Task:
Reproduce the records below with "forearm" replaced by "lower arm" throughout and everything else unchanged. Omit the pictures from your answer.

The data:
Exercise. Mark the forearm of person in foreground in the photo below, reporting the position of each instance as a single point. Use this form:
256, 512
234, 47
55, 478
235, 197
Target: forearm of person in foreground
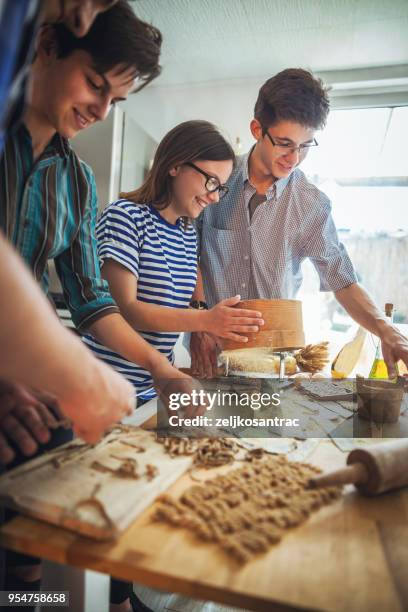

Finished answer:
Exercise. Mark the lower arm of person in foreground in the photo below, reporting the position of each instance as a single point. Use this form:
256, 512
234, 47
55, 478
235, 197
Target: lower arm of person in foreground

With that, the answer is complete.